## AIM OF THE EXERCISE
Print all entries word for word.

## MATERIAL PROVIDED
###

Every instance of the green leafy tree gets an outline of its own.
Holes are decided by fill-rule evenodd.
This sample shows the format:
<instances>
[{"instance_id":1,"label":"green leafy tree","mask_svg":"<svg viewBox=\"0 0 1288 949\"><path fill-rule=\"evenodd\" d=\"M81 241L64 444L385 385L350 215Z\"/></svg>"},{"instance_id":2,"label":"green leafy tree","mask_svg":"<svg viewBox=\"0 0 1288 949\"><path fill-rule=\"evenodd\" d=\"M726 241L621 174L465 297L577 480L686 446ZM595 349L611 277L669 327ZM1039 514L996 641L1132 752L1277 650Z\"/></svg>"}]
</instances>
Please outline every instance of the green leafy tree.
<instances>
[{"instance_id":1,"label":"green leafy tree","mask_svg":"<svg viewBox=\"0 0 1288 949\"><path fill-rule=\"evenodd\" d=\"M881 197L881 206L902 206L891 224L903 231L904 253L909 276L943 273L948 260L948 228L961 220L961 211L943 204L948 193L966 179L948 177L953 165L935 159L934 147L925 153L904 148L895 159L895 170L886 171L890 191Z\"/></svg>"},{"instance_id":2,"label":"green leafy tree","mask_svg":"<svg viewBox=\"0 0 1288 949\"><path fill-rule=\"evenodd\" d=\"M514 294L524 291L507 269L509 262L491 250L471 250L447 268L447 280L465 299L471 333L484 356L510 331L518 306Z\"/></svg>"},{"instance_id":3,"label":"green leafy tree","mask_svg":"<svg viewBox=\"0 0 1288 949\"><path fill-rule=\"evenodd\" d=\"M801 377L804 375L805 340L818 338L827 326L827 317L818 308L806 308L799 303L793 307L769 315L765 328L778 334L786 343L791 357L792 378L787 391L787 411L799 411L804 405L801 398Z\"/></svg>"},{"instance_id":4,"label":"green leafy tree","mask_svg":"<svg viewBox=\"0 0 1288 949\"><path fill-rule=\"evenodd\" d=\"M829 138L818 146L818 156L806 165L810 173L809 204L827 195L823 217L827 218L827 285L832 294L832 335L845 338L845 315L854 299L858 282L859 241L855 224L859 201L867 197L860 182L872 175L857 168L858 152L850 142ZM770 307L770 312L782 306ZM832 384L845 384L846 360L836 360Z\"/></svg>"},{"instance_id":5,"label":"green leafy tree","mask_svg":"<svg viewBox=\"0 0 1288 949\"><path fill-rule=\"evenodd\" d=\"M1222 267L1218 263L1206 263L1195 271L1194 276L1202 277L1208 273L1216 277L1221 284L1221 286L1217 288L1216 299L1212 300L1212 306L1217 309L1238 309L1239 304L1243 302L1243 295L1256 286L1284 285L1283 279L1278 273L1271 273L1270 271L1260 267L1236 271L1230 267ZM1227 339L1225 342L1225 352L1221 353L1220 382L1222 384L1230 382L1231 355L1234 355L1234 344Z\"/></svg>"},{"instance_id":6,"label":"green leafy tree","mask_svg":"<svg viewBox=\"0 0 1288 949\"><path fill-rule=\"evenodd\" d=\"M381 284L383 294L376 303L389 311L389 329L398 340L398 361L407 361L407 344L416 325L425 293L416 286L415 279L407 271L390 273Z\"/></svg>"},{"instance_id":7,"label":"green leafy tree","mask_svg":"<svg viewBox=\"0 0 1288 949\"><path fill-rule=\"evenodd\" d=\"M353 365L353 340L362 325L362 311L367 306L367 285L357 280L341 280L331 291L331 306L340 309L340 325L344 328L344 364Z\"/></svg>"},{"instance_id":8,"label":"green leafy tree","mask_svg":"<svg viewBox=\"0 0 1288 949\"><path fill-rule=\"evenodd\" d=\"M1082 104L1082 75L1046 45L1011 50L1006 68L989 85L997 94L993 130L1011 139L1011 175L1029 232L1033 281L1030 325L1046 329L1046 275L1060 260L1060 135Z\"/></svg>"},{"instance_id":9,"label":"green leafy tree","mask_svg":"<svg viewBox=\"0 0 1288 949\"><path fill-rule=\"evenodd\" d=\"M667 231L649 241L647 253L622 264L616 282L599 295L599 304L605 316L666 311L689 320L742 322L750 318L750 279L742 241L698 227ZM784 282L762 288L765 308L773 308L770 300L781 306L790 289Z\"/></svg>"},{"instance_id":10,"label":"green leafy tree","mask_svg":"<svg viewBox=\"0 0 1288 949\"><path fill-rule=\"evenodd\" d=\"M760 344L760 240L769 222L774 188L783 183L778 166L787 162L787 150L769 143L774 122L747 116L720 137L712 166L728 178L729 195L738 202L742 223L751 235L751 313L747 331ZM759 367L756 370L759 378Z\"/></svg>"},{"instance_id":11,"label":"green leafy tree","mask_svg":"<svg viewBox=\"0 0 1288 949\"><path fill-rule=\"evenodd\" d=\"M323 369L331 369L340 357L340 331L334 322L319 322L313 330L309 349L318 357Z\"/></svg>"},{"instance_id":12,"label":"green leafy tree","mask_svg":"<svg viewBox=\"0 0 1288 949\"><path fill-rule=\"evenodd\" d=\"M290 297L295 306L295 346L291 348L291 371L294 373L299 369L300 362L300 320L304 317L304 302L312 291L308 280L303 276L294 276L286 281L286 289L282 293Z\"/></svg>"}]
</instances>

###

## ANSWER FOR THE TASK
Every instance of the green leafy tree gets an outline of its own.
Holes are decided by fill-rule evenodd.
This sample shows the format:
<instances>
[{"instance_id":1,"label":"green leafy tree","mask_svg":"<svg viewBox=\"0 0 1288 949\"><path fill-rule=\"evenodd\" d=\"M81 241L64 444L385 385L350 215Z\"/></svg>"},{"instance_id":2,"label":"green leafy tree","mask_svg":"<svg viewBox=\"0 0 1288 949\"><path fill-rule=\"evenodd\" d=\"M726 241L621 174L465 297L577 480L686 446ZM595 349L611 277L669 327ZM1039 514L996 641L1132 752L1277 650Z\"/></svg>"}]
</instances>
Please outline every instance of the green leafy tree.
<instances>
[{"instance_id":1,"label":"green leafy tree","mask_svg":"<svg viewBox=\"0 0 1288 949\"><path fill-rule=\"evenodd\" d=\"M881 197L881 206L902 206L891 224L903 231L904 253L909 276L943 273L948 260L948 228L961 220L961 211L943 204L948 193L966 179L948 177L953 165L935 159L934 147L925 153L904 148L895 159L895 170L886 171L890 191Z\"/></svg>"},{"instance_id":2,"label":"green leafy tree","mask_svg":"<svg viewBox=\"0 0 1288 949\"><path fill-rule=\"evenodd\" d=\"M514 294L524 291L507 269L509 262L491 250L471 250L447 268L447 280L465 299L471 333L484 356L510 331L518 306Z\"/></svg>"},{"instance_id":3,"label":"green leafy tree","mask_svg":"<svg viewBox=\"0 0 1288 949\"><path fill-rule=\"evenodd\" d=\"M801 377L804 375L805 340L818 338L827 326L827 317L818 308L806 308L799 303L793 307L769 315L765 328L778 334L786 343L791 357L792 378L787 391L787 411L799 411L804 405L801 398Z\"/></svg>"},{"instance_id":4,"label":"green leafy tree","mask_svg":"<svg viewBox=\"0 0 1288 949\"><path fill-rule=\"evenodd\" d=\"M829 138L818 146L818 156L806 165L810 173L809 204L827 195L823 217L827 218L827 285L832 294L832 335L845 338L845 315L854 299L858 282L859 241L855 224L859 201L867 197L860 182L872 175L857 168L858 152L850 142ZM770 307L770 312L782 306ZM832 384L845 384L846 360L836 360Z\"/></svg>"},{"instance_id":5,"label":"green leafy tree","mask_svg":"<svg viewBox=\"0 0 1288 949\"><path fill-rule=\"evenodd\" d=\"M1222 267L1218 263L1206 263L1195 271L1194 276L1202 277L1208 273L1216 277L1221 284L1221 286L1217 288L1216 299L1212 300L1212 306L1217 309L1238 309L1239 304L1243 302L1243 295L1256 286L1284 285L1283 279L1278 273L1271 273L1270 271L1260 267L1236 271L1230 267ZM1227 339L1225 342L1225 352L1221 353L1220 382L1222 384L1230 382L1231 355L1234 355L1234 344Z\"/></svg>"},{"instance_id":6,"label":"green leafy tree","mask_svg":"<svg viewBox=\"0 0 1288 949\"><path fill-rule=\"evenodd\" d=\"M381 284L383 294L376 303L389 311L389 329L398 340L398 361L407 361L407 344L416 325L425 293L416 286L415 279L407 271L390 273Z\"/></svg>"},{"instance_id":7,"label":"green leafy tree","mask_svg":"<svg viewBox=\"0 0 1288 949\"><path fill-rule=\"evenodd\" d=\"M353 365L353 340L362 325L362 311L367 306L367 285L357 280L341 280L331 291L331 306L340 309L340 325L344 328L344 364Z\"/></svg>"},{"instance_id":8,"label":"green leafy tree","mask_svg":"<svg viewBox=\"0 0 1288 949\"><path fill-rule=\"evenodd\" d=\"M1082 104L1082 75L1046 45L1011 50L1006 68L989 85L997 94L993 130L1011 139L1011 175L1029 232L1033 281L1030 325L1046 329L1046 275L1060 260L1060 135Z\"/></svg>"},{"instance_id":9,"label":"green leafy tree","mask_svg":"<svg viewBox=\"0 0 1288 949\"><path fill-rule=\"evenodd\" d=\"M667 231L649 241L647 253L622 264L616 282L599 295L599 304L605 316L666 311L689 320L742 322L750 318L750 279L742 241L698 227ZM784 282L762 288L765 308L773 308L770 300L781 306L790 289Z\"/></svg>"},{"instance_id":10,"label":"green leafy tree","mask_svg":"<svg viewBox=\"0 0 1288 949\"><path fill-rule=\"evenodd\" d=\"M760 344L760 240L769 222L774 188L783 183L778 166L787 162L787 150L769 143L774 122L747 116L720 137L712 166L728 178L729 195L738 202L742 223L751 235L751 313L747 331ZM759 367L756 370L759 378Z\"/></svg>"},{"instance_id":11,"label":"green leafy tree","mask_svg":"<svg viewBox=\"0 0 1288 949\"><path fill-rule=\"evenodd\" d=\"M323 369L331 369L340 357L340 331L334 322L319 322L313 330L309 349L318 357Z\"/></svg>"},{"instance_id":12,"label":"green leafy tree","mask_svg":"<svg viewBox=\"0 0 1288 949\"><path fill-rule=\"evenodd\" d=\"M290 297L295 306L295 346L291 348L291 371L294 373L299 369L300 362L300 320L304 317L304 302L312 291L308 280L303 276L294 276L286 281L286 289L282 293Z\"/></svg>"}]
</instances>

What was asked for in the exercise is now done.